◆ **Exercise directions**
In the records below, find the line containing "Category: concrete curb"; restate it and every later line word for word, through the last.
Material shown below:
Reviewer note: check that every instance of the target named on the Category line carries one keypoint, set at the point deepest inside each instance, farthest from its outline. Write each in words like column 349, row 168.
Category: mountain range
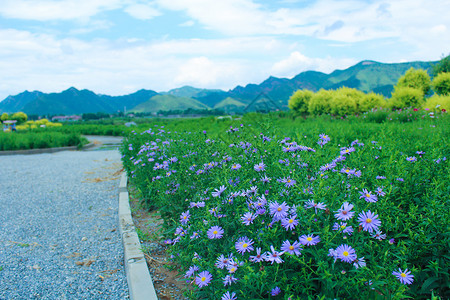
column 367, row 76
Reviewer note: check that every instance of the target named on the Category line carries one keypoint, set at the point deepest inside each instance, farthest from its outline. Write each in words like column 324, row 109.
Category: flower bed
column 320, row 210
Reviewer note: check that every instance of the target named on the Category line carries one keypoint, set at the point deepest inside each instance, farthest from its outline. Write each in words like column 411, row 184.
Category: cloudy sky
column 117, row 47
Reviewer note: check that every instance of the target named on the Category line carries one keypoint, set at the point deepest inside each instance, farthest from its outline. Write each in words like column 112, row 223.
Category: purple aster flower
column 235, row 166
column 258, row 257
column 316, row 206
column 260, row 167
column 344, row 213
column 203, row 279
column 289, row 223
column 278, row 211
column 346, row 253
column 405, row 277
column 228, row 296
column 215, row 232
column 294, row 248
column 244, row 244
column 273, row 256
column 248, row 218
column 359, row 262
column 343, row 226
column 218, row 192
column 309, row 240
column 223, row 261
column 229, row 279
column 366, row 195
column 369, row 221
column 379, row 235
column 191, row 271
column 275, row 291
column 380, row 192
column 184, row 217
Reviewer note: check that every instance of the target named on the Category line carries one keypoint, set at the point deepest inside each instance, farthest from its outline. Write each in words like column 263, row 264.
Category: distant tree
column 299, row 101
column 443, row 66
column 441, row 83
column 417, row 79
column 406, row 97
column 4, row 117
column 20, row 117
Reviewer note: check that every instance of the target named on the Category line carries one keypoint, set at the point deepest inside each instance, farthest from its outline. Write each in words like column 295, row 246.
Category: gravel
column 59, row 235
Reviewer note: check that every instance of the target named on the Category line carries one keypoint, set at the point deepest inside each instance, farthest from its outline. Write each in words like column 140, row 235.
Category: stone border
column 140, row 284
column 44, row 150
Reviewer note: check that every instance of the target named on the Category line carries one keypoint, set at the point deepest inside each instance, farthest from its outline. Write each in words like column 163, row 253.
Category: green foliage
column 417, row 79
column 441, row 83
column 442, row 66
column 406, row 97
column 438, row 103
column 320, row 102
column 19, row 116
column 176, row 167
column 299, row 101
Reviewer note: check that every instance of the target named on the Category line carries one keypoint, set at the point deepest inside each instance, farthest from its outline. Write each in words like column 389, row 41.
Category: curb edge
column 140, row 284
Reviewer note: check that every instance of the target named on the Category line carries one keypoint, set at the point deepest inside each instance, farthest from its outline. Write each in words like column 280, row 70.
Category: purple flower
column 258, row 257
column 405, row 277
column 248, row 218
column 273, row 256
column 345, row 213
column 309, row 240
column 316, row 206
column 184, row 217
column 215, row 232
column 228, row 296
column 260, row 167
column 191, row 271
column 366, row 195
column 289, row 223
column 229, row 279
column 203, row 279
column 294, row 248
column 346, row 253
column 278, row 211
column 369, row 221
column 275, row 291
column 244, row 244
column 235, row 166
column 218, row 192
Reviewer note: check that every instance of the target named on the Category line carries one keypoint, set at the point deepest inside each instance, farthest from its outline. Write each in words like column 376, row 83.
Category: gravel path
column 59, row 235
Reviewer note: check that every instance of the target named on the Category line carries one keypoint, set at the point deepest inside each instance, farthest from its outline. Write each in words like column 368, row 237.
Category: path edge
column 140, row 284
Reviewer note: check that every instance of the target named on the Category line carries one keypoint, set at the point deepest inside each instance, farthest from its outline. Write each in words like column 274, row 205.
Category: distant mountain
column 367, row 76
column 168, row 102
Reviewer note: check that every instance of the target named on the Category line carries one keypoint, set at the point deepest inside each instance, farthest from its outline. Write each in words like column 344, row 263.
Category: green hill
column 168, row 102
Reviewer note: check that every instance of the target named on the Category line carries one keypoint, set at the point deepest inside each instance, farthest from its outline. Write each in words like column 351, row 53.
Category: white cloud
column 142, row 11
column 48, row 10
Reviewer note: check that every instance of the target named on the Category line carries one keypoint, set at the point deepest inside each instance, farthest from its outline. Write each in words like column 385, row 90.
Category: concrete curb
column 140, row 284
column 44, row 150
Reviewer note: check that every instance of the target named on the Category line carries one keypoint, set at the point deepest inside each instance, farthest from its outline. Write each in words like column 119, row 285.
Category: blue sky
End of Material shown.
◆ **Exercise output**
Category: concrete curb
column 140, row 284
column 44, row 150
Reviewer note: check that every instance of the target named on the Category line carries one keypoint, set at the point deepest inside each instance, farthest from its outline. Write each in words like column 119, row 285.
Category: blue sky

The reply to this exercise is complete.